## WRITTEN PROBLEM A
Reproduce verbatim the stretch of the Goldman piece on Microsoft from "In particular, Goldman" through "back in January.".

-- START EXCERPTED TEXT --

In particular, Goldman highlighted Microsoft’s diverse cloud capabilities arguing that the company is “well-positioned to capitalize on a number of long-term secular trends, including public cloud and SaaS adoption, digital transformation, AI/ML, BI/analytics, and DevOps (amongst others).”

The analysts’ $US315 ($409) price target for the Redmond-based tech giant implies a 38% potential price jump from Monday’s closing price of $US227.39 ($295). Goldman initiated coverage on Microsoft at a “buy” rating with a $US285 ($370) price target back in January.

In Monday’s report, the analysts were pleased with the growing market share of Microsoft’s Azure cloud business. According to Goldman’s Digital Transformation survey, Microsoft “exhibited the greatest net strength” in digital transformation technology due to its cloud technology.

85% of Chief Information Officers expect Microsoft to gain market share within their IT departments going forward compared to just 7% expecting the company to lose market share.

-- END EXCERPTED TEXT --

## WRITTEN PROBLEM B
From the listing below, pull out every line that contains the string "military", treating uppercase and lowercase as different.

-- START STORED ROWS --

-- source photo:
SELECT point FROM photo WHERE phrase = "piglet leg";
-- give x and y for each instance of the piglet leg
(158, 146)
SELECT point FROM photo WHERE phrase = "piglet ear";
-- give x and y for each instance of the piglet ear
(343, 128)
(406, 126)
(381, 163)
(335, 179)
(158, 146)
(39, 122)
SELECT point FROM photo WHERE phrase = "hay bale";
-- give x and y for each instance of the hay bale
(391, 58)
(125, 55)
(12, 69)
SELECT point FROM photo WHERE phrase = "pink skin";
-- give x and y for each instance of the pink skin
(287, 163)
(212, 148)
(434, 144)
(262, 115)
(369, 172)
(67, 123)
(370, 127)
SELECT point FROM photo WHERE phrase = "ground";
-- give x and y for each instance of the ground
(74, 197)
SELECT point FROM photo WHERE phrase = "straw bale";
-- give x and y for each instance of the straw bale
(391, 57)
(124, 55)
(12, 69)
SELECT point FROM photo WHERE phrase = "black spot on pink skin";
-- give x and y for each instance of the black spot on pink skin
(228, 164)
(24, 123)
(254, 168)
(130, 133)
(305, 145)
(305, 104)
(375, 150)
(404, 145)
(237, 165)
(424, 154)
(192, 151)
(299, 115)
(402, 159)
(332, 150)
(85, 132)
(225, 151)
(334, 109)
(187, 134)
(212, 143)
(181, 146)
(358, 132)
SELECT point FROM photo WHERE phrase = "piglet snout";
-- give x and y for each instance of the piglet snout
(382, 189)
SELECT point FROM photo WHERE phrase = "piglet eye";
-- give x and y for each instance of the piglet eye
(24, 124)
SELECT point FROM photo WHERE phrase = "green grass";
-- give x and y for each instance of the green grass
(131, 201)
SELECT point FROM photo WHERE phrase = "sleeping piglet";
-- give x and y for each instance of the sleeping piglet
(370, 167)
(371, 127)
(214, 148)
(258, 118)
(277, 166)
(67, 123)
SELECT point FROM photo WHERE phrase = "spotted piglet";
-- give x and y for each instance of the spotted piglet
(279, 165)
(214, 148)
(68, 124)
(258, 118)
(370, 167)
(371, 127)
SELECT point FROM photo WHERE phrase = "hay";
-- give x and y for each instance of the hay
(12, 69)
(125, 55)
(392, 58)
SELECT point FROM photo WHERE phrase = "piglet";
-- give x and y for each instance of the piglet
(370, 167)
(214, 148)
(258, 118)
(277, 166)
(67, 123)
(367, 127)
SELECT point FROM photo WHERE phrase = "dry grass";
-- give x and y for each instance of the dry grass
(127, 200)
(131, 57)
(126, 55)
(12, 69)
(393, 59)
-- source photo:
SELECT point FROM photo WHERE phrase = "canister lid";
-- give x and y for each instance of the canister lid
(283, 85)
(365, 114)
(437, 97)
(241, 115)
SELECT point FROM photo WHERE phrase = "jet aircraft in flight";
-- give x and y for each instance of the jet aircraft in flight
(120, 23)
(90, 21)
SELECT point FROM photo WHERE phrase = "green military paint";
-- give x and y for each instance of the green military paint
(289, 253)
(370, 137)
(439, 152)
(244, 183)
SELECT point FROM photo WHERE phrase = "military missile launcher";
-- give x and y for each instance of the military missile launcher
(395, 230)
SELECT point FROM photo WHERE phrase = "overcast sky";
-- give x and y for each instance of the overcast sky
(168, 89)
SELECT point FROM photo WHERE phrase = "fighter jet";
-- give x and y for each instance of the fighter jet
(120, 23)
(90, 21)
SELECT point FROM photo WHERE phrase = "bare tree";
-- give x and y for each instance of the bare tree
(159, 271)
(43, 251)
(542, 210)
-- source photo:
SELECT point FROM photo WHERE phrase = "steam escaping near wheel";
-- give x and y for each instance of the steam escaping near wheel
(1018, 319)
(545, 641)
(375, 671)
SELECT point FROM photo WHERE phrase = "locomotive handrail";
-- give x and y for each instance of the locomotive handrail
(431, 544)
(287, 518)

-- END STORED ROWS --

## REPLY A
In particular, Goldman highlighted Microsoft’s diverse cloud capabilities arguing that the company is “well-positioned to capitalize on a number of long-term secular trends, including public cloud and SaaS adoption, digital transformation, AI/ML, BI/analytics, and DevOps (amongst others).”

The analysts’ $US315 ($409) price target for the Redmond-based tech giant implies a 38% potential price jump from Monday’s closing price of $US227.39 ($295). Goldman initiated coverage on Microsoft at a “buy” rating with a $US285 ($370) price target back in January.

## REPLY B
SELECT point FROM photo WHERE phrase = "green military paint";
-- give x and y for each instance of the green military paint
SELECT point FROM photo WHERE phrase = "military missile launcher";
-- give x and y for each instance of the military missile launcher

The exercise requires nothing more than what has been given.